**YOUR GOAL**. Can you write out the lines below again, substituting "misty horizon" for every "hazy horizon" and changing nothing else?

**GIVEN DATA**.
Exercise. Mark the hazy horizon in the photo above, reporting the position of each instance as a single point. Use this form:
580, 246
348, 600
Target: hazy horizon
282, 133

**FINISHED TASK**.
Exercise. Mark the misty horizon in the photo above, reporting the position of each instance as a single point. Use this form:
580, 246
348, 600
Target: misty horizon
282, 133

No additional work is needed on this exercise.